--- OPDRACHT ---
Geef uit de tekst over het boek Radicale verlossing letterlijk het gedeelte weer dat opent met de woorden waarin "22 april 2021" staat en sluit met "Wij publiceren voor.".

--- AANGELEVERDE TEKST ---
================
Leesfragment: Radicale verlossing

22 april 2021 , door Beatrice de Graaf

26 april verschijnt het nieuwe boek van Beatrice de Graaf: Radicale verlossing. Wat terroristen geloven. Wij publiceren voor.

Wat geloven veroordeelde terroristen eigenlijk echt wanneer ze aangeven hun daad in naam van een hogere instantie te plegen? Beatrice de Graaf is als eerste hierover in de gevangenissen met de huidige generatie terrorismegedetineerden in gesprek gegaan. Ze heeft geluisterd naar hun verhalen over frustratie met het eigen leven, woede om aangedaan onrecht en het besluit zich te mengen in de strijd. Uit die verhalen blijkt hoe cruciaal de actuele, geleefde en geloofde praktijk van radicale verlossing is voor het begrijpen van hun daden. Op basis van interviews met terrorismegedetineerden uit Nederland, Syrië, Pakistan en Indonesië – jihadisten en enkele rechts-extremisten - reconstrueert ze hun verhalen van overgave, strijd, opoffering en gehoopte beloning, en ontwerpt ze een manier om de samenhang van geloofsbeleving en terroristische activiteiten beter te begrijpen. Wanneer en hoe inspireren religieuze en ideologische overtuigingen jongeren nu tot een heilige strijd? En wat gebeurt er wanneer die verlangde verlossing uitblijft? Daarmee is dit boek een geschiedenis van de meest recente periode van terroristisch geweld, maar biedt het ook een nieuw en verrassend inzicht in de even bijzondere als schokkende levensverhalen van terrorismeveroordeelden.
================
--- AANGELEVERDE RIJEN ---
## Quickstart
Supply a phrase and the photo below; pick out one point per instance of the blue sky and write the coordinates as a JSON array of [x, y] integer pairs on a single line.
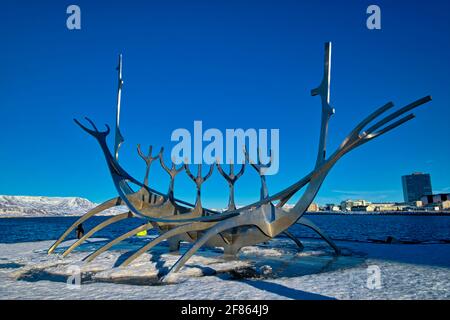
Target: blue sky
[[231, 64]]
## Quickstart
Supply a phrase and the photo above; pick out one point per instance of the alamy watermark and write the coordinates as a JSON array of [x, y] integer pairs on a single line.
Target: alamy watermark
[[229, 148], [73, 21], [373, 22]]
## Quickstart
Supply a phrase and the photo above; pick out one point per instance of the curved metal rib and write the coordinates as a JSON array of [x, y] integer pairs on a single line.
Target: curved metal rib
[[215, 230], [171, 233], [105, 205], [97, 228], [127, 235]]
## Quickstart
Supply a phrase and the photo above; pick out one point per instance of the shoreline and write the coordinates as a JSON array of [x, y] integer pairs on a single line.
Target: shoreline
[[320, 213]]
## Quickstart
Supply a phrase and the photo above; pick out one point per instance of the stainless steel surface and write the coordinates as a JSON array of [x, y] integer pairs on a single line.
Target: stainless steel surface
[[177, 220]]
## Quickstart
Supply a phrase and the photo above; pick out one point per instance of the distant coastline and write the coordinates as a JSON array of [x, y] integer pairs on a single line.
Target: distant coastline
[[383, 213]]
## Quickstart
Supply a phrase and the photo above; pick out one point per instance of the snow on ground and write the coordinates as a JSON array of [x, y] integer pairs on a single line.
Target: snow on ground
[[270, 271]]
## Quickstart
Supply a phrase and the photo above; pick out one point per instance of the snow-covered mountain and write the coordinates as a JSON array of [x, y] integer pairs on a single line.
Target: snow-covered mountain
[[31, 206]]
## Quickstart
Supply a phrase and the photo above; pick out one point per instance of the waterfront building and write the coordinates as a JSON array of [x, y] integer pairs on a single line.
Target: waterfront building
[[415, 186]]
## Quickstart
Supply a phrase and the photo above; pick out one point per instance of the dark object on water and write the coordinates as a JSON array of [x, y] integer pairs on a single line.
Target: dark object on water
[[80, 231], [390, 239]]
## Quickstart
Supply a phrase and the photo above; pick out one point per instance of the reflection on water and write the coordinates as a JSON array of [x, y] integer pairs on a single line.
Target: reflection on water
[[339, 227]]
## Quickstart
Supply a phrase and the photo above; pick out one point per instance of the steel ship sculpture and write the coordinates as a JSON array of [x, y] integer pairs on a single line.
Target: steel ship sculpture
[[177, 220]]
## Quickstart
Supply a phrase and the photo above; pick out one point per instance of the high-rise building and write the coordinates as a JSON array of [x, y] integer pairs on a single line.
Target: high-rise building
[[416, 185]]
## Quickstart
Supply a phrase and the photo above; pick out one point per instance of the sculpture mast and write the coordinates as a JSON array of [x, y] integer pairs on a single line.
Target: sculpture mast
[[327, 111], [118, 138]]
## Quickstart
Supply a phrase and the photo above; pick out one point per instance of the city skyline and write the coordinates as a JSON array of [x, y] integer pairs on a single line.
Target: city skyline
[[213, 63]]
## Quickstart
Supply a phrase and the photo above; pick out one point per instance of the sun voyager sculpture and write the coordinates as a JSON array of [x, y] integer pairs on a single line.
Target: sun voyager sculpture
[[176, 220]]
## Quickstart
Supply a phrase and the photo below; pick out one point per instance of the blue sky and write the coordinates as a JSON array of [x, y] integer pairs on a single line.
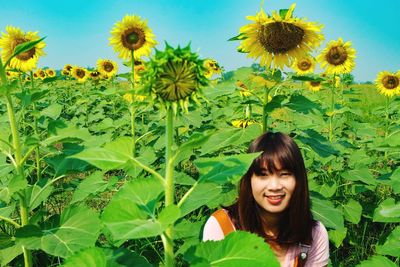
================
--- UITWERKING ---
22 april 2021 , door Beatrice de Graaf

26 april verschijnt het nieuwe boek van Beatrice de Graaf: Radicale verlossing. Wat terroristen geloven. Wij publiceren voor.